━━━━━ Dataset records ━━━━━

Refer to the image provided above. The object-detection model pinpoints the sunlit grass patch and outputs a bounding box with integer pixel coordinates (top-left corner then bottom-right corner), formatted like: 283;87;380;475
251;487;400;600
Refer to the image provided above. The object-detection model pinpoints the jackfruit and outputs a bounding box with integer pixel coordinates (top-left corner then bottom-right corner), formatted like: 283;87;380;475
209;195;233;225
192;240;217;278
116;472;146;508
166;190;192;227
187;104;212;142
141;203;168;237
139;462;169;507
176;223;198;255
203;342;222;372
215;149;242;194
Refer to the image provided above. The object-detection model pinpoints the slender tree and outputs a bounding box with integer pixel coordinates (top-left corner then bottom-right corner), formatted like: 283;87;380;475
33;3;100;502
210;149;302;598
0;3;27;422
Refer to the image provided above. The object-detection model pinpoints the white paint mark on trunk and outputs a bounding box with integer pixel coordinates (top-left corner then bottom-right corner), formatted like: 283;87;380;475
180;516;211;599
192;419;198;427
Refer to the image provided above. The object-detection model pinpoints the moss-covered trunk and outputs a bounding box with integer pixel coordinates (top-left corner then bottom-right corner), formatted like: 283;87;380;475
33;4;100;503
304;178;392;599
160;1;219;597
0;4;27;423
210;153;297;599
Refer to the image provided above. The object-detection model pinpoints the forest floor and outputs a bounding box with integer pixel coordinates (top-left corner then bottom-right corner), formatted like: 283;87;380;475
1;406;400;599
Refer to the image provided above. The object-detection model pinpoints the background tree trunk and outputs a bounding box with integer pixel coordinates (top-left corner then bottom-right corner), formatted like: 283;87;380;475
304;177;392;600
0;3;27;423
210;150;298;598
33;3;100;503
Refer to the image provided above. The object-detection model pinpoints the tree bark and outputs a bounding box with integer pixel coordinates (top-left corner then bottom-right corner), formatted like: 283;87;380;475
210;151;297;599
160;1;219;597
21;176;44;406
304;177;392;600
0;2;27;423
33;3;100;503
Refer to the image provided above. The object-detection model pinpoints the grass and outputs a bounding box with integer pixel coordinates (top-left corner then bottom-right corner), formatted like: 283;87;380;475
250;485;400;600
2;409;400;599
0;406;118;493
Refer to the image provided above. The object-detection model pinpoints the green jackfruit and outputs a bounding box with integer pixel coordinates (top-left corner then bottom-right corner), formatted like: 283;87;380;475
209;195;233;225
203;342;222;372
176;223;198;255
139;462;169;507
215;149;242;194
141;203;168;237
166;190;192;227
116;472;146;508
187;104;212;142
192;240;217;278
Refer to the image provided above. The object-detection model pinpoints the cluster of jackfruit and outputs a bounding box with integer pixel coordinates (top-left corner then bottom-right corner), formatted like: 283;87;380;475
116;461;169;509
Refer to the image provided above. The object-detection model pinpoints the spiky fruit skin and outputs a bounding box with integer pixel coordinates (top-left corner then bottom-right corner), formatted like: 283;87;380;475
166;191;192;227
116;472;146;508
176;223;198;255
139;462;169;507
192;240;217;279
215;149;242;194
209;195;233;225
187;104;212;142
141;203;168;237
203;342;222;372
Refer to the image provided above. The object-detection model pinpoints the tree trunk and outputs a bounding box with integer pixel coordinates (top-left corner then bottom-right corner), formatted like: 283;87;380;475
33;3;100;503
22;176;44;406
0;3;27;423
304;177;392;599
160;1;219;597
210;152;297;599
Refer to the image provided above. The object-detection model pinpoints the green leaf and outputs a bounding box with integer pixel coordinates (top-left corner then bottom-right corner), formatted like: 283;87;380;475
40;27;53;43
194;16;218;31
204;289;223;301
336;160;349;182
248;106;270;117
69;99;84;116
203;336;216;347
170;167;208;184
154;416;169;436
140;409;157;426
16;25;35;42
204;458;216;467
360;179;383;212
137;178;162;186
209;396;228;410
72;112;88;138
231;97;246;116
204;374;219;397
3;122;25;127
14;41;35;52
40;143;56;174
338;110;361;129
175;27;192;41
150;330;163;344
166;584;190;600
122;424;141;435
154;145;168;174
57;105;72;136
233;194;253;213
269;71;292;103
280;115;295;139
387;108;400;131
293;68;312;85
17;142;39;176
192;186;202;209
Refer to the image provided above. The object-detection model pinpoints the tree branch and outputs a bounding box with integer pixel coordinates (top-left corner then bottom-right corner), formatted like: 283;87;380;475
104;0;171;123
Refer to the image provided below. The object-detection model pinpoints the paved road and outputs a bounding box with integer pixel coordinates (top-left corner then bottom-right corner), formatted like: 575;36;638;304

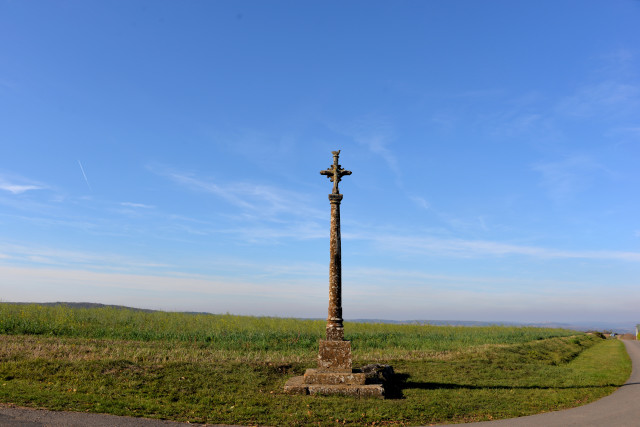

━━━━━

▸ **Try it**
Only the text is to be copied: please reproduce the records exactly and drop the pictures.

▸ **Task result**
Refer to the image provided above. The object-detection model pinpoints the sunlit grass patch and outputs a bounding box with integer pixel coordinates (top-left corner then bottom-right corner), formatted like: 283;87;380;475
251;487;400;600
Refer to the image provided above. The object-detection model pinpoints the jackfruit and outputs a bounding box with integer pixel coordinates (top-left corner then bottom-right corner), formatted like: 283;87;380;475
209;195;233;225
192;240;217;278
116;472;146;508
166;190;192;227
187;104;212;142
141;203;168;237
139;462;169;507
176;223;198;255
203;342;222;372
215;149;242;194
Refer to the image provided above. The object-detection model pinpoints the slender tree and outputs a bounding box with integer pixel coordinates (top-left corner then bottom-right corner), formatted like: 283;87;380;475
33;3;100;502
210;149;302;598
0;3;27;422
Refer to the image provided above. The object-detection model pinpoints the white paint mark on trunk and outputs a bounding box with integer pixel coordinates (top-left corner then bottom-right corner), formatted like: 283;87;380;475
180;516;211;599
192;419;198;427
Refer to the image provided above. The object-detection model pinpoints the moss-covered trunk and outputs a bounding box with integer pixel coordinates (top-left corner then bottom-right corner), formatted like: 283;87;380;475
33;4;100;503
304;178;392;599
160;1;219;597
0;4;27;423
210;153;297;599
Refer to the image provided above. The object-detection model pinpoints the forest floor and outputs a bounding box with integer pixel coordinates (top-left corner then bottom-right corner), formatted like: 283;87;380;475
1;406;400;599
Refer to the image provided above. The object-detection model pinpoints the background tree trunk and outputs a bounding box with integer pixel coordinates (top-left corner then bottom-right corner), formatted like: 283;87;380;475
304;177;392;600
0;3;27;423
210;150;298;598
33;3;100;503
Refer to the image provided above. The object-detection model pinpoints the tree bark and outputs a bounding box with integer pixel coordinates (top-left corner then bottom-right corner), formatted like: 283;87;380;475
210;151;297;599
160;1;219;597
21;176;44;406
304;177;392;600
0;2;27;423
33;3;100;503
Refer to the image provided above. The object-detection model pinpoints the grass and outputs a bounding box with integer pixel coordinates (top-left corner then bottom-right corner), formatted like: 283;87;380;475
250;485;400;600
2;409;400;599
0;406;118;493
Refer to the image provided above. The object-detection model pinpoints the green jackfruit and outputs a bounding box with integer pixel coordinates (top-left corner then bottom-right corner), formatted like: 283;87;380;475
209;195;233;225
203;342;222;372
176;223;198;255
139;462;169;507
215;149;242;194
141;203;168;237
166;190;192;227
116;472;146;508
187;104;212;142
192;240;217;278
Refer to the image provided above. The object-detection model pinpoints the cluster of jackfruit and outputs a bounding box with integer pixel coordinates (top-left corner then bottom-right corner), formatted like: 283;87;380;475
116;461;169;509
Refer to the image provided above. The object-detection model pinpoints the spiky fruit skin and outputs a bounding box with integer pixel coordinates (top-left corner then bottom-right corner), formatted like: 283;87;380;475
166;191;192;227
116;472;146;508
176;223;198;255
139;462;169;507
192;240;217;279
215;149;242;194
209;195;233;225
187;104;212;142
141;203;168;237
203;342;222;372
Refer to the image provided above. The object-detection model pinpoints the tree trunk and outputs a bounding box with integer pixel coordinates (top-left corner then bottom-right corner), formatted like: 283;87;380;475
33;3;100;503
22;176;44;406
0;3;27;423
304;177;392;599
160;1;219;597
210;152;297;599
Refer to the image provided above. The object-detection model pinpoints the green leaf and outputs a bounding box with integer pixel coordinates (top-left corner then bottom-right corner), formatted like: 283;87;380;475
40;27;53;43
194;16;218;31
204;289;223;301
336;160;349;182
248;106;270;117
69;99;84;116
203;336;216;347
170;167;208;184
154;416;169;436
140;409;157;426
16;25;35;42
204;458;216;467
360;179;383;212
137;178;162;186
209;396;228;410
72;112;88;138
231;97;246;116
204;374;219;397
3;122;25;127
14;41;35;52
40;143;56;174
338;110;361;129
175;27;192;41
150;330;163;344
166;584;190;600
122;424;141;435
154;145;168;174
57;105;72;136
233;194;253;213
269;71;292;103
280;115;295;139
387;108;400;131
293;68;312;85
17;142;39;176
192;186;202;209
Refer to the image provided above. The object-detection model pinpoints the tree branch and outputs a bounding box with integer pixel coordinates (top-left corner then bottom-right corner), formatted like: 283;87;380;475
104;0;171;123
Refer to the image provided below. The object-detection model pinpoints the paved road and outputs a bounding box with integer pixel coordinates (top-left corner then bottom-right corner), formatted like: 575;36;638;304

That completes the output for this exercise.